Conjunto de tareas —
#1 Indique si cada afirmación coincide con el texto proporcionado, respondiendo sí o no y citando textualmente las palabras que lo deciden: (a) según la encuesta, el 86% de los españoles tiene a alguien en el paro en su familia o círculo cercano; (b) Amaya Egaña era una ex concejala del Partido Popular; (c) muchas de las familias que ya perdieron su casa siguen endeudadas con sus bancos.
#2 Reescriba en forma de lista el párrafo del texto proporcionado que empieza por «Llevo tiempo pensando», conservando sus datos principales.
#3 Enumere los factores que, según el texto proporcionado, están empezando a poner coto al abuso de los desahucios.

Texto proporcionado —
╔══

La inmolación de Amaya, el enorme dolor social, la rebelión ética de los jueces y la condena de Europa están empezando a poner coto al horrible abuso de los desahucios

Rosa Montero

Según la encuesta que sacó EL PAÍS el domingo, el 86% de los españoles tenemos en nuestra familia o círculo de amigos más cercanos a alguien en el paro. A veces, en los días peores, como hoy, me invade una sensación apocalíptica y me parece que esta crisis es una pandemia, una de esas pestes arrasadoras que cada vez van infestando a más personas, hasta alcanzarnos a todos y rebanarnos las piernas y el corazón.

Llevo tiempo pensando en escribir un artículo alegre que no mencione ni una sola vez la palabra crisis, pero ¿cómo hacerlo cuando esa crisis se agolpa alrededor? ¿Y cuando acaban de morir, abandonadas como perros, una madre y su hija discapacitada? ¿O cuando apenas han pasado cinco días desde que Amaya Egaña, la ex concejala socialista vasca, se tirara por la ventana al ser desahuciada? Lo cual, por cierto, me parece que fue un acto político. Abrió con el portero automático a los funcionarios del juzgado y se arrojó al vacío: no sólo había desesperación, sino también la determinación de hacer un alegato. Y ha servido para algo. La inmolación de Amaya, el enorme dolor social, la rebelión ética de los jueces y la condena de Europa están empezando a poner coto al horrible abuso de los desahucios. Pero esta batalla no ha hecho más que empezar: no sólo hay que seguir exigiendo que nadie más pierda su casa, sino que hay que hacer algo con las 400.000 familias que ya la han perdido y que, en muchos casos, siguen esclavizadas a sus bancos con deudas de por vida.

En fin, ni siquiera la Gran Peste de 1348, la más devastadora de la historia, acabó con los humanos. Somos bichos tenaces. No hay que resignarse: sigamos reclamando lo que es justo aunque sea con los corazones remendados y patas de palo. Ni un desalojo más. Saldremos adelante.

╚══

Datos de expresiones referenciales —

╔══

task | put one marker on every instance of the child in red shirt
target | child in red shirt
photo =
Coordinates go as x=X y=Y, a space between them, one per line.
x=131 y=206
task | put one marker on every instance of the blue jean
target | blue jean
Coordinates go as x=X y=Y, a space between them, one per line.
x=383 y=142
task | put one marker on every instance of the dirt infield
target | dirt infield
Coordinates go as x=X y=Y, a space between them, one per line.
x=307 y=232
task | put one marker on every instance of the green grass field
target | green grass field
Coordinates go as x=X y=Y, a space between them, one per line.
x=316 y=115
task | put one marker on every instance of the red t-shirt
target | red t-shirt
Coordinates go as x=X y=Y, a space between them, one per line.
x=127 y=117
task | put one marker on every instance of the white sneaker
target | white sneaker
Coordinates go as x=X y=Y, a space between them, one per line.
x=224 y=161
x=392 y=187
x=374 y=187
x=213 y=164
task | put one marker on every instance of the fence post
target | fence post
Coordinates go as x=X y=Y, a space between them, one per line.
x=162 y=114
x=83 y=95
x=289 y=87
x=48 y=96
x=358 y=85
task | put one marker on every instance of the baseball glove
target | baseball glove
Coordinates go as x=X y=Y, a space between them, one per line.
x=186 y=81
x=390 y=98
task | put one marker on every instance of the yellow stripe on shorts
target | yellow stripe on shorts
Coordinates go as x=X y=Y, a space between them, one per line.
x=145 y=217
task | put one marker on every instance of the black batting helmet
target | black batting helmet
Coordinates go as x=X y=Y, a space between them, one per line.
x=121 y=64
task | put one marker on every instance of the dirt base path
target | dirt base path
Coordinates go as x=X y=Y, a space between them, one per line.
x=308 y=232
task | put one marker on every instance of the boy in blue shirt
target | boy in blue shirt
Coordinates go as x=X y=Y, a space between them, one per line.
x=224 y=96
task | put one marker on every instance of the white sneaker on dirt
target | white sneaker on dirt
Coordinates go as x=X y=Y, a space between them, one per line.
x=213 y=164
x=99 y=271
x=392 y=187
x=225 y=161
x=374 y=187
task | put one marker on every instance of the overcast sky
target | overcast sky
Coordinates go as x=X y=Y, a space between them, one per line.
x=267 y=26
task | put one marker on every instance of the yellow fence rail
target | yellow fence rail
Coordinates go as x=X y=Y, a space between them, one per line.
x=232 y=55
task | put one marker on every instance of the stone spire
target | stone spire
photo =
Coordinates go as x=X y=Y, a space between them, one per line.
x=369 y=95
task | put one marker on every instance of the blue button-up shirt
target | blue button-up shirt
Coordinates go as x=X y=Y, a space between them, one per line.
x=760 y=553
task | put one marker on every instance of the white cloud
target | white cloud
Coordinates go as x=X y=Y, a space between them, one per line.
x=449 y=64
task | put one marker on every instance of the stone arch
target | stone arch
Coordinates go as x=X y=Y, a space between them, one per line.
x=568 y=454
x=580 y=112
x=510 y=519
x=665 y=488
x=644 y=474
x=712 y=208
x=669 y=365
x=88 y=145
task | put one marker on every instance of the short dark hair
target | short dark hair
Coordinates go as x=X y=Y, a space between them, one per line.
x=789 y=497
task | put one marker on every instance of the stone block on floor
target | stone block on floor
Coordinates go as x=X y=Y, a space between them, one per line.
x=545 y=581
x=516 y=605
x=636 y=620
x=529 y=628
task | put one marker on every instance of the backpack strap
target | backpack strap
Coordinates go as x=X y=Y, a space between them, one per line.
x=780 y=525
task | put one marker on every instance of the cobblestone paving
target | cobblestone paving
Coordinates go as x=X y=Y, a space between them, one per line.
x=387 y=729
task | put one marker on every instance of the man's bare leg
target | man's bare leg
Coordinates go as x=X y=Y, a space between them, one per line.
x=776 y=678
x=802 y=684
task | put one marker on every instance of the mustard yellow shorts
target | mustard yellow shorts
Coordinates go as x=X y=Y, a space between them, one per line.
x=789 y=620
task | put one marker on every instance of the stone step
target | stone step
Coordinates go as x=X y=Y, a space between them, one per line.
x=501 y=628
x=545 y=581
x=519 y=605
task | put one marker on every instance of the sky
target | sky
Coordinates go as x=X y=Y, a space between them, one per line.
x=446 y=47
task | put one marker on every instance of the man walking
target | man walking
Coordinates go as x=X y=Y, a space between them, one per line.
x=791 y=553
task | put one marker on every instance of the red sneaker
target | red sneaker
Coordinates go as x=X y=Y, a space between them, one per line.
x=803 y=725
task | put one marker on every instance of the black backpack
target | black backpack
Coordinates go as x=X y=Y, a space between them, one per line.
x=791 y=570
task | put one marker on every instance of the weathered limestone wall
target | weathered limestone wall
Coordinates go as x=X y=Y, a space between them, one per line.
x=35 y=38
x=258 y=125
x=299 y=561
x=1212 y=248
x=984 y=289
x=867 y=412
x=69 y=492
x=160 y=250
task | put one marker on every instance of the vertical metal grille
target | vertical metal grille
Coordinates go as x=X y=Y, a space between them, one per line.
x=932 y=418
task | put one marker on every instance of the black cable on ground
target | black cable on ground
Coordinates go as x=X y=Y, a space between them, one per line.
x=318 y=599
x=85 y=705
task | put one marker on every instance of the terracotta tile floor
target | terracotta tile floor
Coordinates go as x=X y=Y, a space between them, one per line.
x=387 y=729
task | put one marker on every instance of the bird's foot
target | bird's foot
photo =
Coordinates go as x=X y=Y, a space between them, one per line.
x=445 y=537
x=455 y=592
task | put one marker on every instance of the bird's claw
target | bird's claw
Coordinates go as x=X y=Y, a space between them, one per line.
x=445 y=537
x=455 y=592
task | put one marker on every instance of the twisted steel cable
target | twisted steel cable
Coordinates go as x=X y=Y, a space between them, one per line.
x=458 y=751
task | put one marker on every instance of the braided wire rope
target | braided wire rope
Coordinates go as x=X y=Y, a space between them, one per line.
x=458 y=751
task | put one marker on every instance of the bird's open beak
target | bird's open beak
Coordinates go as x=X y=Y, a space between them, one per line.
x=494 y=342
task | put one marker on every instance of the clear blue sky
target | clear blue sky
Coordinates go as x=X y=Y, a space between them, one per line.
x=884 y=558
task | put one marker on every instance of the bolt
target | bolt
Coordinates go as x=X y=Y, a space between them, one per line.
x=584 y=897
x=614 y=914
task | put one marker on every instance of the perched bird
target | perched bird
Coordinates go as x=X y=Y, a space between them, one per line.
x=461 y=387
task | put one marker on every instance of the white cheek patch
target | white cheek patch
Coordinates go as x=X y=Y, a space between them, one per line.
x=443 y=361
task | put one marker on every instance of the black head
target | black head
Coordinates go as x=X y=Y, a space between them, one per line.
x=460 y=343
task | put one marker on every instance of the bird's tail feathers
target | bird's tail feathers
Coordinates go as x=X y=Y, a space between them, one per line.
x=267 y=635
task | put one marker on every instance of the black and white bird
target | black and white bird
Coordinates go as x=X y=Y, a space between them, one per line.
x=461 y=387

╚══

Resultados del ejercicio —
#1
(a) Sí: «el 86% de los españoles tenemos en nuestra familia o círculo de amigos más cercanos a alguien en el paro».
(b) No: «la ex concejala socialista vasca».
(c) Sí: «siguen esclavizadas a sus bancos con deudas de por vida».

#2
- Se quiere escribir un artículo alegre sin mencionar la crisis, pero la crisis lo impide.
- Acaban de morir, abandonadas, una madre y su hija discapacitada.
- Hace apenas cinco días, Amaya Egaña, ex concejala socialista vasca, se tiró por la ventana al ser desahuciada.
- Ese acto se considera político: abrió a los funcionarios del juzgado y se arrojó al vacío, con desesperación y con la determinación de hacer un alegato.
- Su inmolación, el enorme dolor social, la rebelión ética de los jueces y la condena de Europa empiezan a frenar el abuso de los desahucios.
- La batalla no ha hecho más que empezar. Hay que seguir exigiendo que nadie más pierda su casa. También hay que actuar por las 400.000 familias que ya la perdieron, muchas atadas a sus bancos con deudas de por vida.

#3
- La inmolación de Amaya
- El enorme dolor social
- La rebelión ética de los jueces
- La condena de Europa